WHAT YOU SHOULD DO :: Output every line of the data exactly as it appears.

***** SUPPLIED INFORMATION

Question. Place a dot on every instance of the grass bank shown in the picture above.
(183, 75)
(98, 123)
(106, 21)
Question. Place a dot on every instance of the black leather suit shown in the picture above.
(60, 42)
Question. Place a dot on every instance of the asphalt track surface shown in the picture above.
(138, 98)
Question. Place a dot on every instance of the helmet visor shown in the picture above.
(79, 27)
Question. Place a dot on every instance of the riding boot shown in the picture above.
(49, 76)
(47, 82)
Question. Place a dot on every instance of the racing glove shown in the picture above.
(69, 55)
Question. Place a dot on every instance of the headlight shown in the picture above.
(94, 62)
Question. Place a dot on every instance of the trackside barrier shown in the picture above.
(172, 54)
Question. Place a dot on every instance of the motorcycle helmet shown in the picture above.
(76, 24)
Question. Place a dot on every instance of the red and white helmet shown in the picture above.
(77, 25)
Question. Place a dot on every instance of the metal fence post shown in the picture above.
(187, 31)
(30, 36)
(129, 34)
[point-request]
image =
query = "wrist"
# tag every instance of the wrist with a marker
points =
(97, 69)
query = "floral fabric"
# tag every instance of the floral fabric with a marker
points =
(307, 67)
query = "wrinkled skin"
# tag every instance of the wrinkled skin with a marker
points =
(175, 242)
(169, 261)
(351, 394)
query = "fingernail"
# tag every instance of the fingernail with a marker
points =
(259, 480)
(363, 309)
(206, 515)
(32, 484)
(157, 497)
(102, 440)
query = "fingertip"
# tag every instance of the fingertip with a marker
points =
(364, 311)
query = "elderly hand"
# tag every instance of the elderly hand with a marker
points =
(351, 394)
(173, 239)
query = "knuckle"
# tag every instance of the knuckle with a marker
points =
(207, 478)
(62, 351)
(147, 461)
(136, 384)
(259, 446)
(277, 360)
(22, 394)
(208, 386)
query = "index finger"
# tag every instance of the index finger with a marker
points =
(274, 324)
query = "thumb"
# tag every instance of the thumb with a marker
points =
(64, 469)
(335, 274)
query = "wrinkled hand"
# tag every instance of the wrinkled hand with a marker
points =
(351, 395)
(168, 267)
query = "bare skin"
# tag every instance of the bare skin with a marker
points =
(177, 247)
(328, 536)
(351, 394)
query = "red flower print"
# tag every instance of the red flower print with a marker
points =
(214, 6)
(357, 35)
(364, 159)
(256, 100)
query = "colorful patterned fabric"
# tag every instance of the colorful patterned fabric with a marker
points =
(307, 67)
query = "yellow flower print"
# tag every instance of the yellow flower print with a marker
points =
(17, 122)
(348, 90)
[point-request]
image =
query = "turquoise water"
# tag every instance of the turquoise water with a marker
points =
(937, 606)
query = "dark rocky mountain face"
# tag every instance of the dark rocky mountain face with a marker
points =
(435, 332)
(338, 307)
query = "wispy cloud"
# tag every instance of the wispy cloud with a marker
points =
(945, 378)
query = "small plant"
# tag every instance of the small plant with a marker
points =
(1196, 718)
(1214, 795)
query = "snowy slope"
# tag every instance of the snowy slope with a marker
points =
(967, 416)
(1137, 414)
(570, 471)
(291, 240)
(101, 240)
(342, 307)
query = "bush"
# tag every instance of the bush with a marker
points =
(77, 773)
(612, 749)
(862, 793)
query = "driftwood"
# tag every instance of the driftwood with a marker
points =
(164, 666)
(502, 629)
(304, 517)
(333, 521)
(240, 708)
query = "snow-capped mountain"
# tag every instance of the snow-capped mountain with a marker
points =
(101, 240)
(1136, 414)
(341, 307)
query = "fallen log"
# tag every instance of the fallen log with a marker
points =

**********

SOLVED PROBLEM ::
Question. Place a dot on every instance of the grass bank shown in the picture above.
(183, 75)
(98, 123)
(106, 21)
Question. Place a dot on every instance of the black leather suit shown in the picture above.
(60, 42)
Question. Place a dot on every instance of the asphalt track surface shown in the picture above.
(138, 98)
Question. Place a dot on every instance of the helmet visor shown in the picture above.
(79, 27)
Question. Place a dot on every instance of the riding boot shown in the picture above.
(49, 76)
(47, 82)
Question. Place a dot on every instance of the racing glove shown in the picture above.
(69, 55)
Question. Place a dot on every instance of the headlight shown in the picture above.
(94, 62)
Question. Place a dot on every instance of the trackside barrier shown in the picture above.
(172, 54)
Question. Place a dot on every instance of the motorcycle helmet shown in the picture above.
(76, 24)
Question. Place a dot on every instance of the red and white helmet shown in the picture above.
(77, 25)
Question. Place a dot on every instance of the metal fence post shown in the picture above.
(187, 31)
(30, 36)
(129, 34)
[point-request]
image =
query = "wrist"
# tag every instance of the wrist with a marker
points =
(97, 69)
query = "floral fabric"
# tag every instance of the floral fabric with a marker
points =
(307, 67)
query = "wrinkled skin"
# tag every instance of the wrinkled skin with a marker
points =
(175, 242)
(169, 261)
(351, 394)
query = "fingernail"
# tag every instance of the fingernail with a marker
points =
(259, 480)
(363, 309)
(206, 515)
(32, 484)
(157, 497)
(102, 440)
query = "fingertip"
# tag every instance of the fingertip with a marker
points =
(364, 311)
query = "elderly hand"
# tag every instance of the elderly hand with a marker
points =
(351, 394)
(173, 239)
query = "knuckle"
# tag every instance of the knuckle with a marker
points =
(207, 478)
(62, 351)
(147, 461)
(136, 384)
(259, 446)
(277, 360)
(22, 394)
(208, 386)
query = "index finger"
# tag every instance of the index finger with a marker
points =
(274, 324)
query = "thumb"
# tag every instance of the thumb with a marker
points =
(64, 469)
(335, 274)
query = "wrinkled hand"
# tag every instance of the wrinkled hand with a marker
points =
(351, 395)
(168, 267)
query = "bare skin"
# tag every instance of the bare skin with a marker
points =
(177, 247)
(328, 536)
(351, 394)
query = "red flower print"
# tag every instance of the red flower print with a marker
points =
(214, 6)
(357, 35)
(364, 159)
(256, 100)
query = "colorful patterned fabric"
# tag every instance of the colorful patterned fabric with a marker
points =
(307, 67)
query = "yellow flower print"
# tag every instance of the yellow flower print with a marker
points =
(17, 122)
(348, 90)
[point-request]
image =
query = "turquoise water"
# tag every instance of the turquoise water with a marker
points =
(937, 606)
query = "dark rocky mountain face"
# tag every instance of the dark rocky mountain face with a marker
points =
(435, 332)
(338, 307)
query = "wispy cloud"
# tag every instance of the wispy cloud with a marker
points =
(945, 378)
query = "small plant"
# tag every instance of the small plant with a marker
points =
(1196, 718)
(1214, 795)
query = "snowy slope"
# tag every instance of the snowy slope with a marker
points =
(967, 416)
(1137, 414)
(570, 471)
(291, 240)
(101, 240)
(342, 307)
query = "bush"
# tag every instance of the bush with a marker
points =
(77, 773)
(612, 749)
(862, 793)
query = "driftwood"
# tag every instance of the driftwood with a marker
points =
(164, 666)
(502, 629)
(304, 517)
(333, 521)
(240, 708)
query = "snow-capped mountain"
# tag every instance of the snow-capped mountain with a marker
points =
(101, 240)
(1136, 414)
(341, 307)
query = "fallen log"
# tag every instance of the fallen log with a marker
points =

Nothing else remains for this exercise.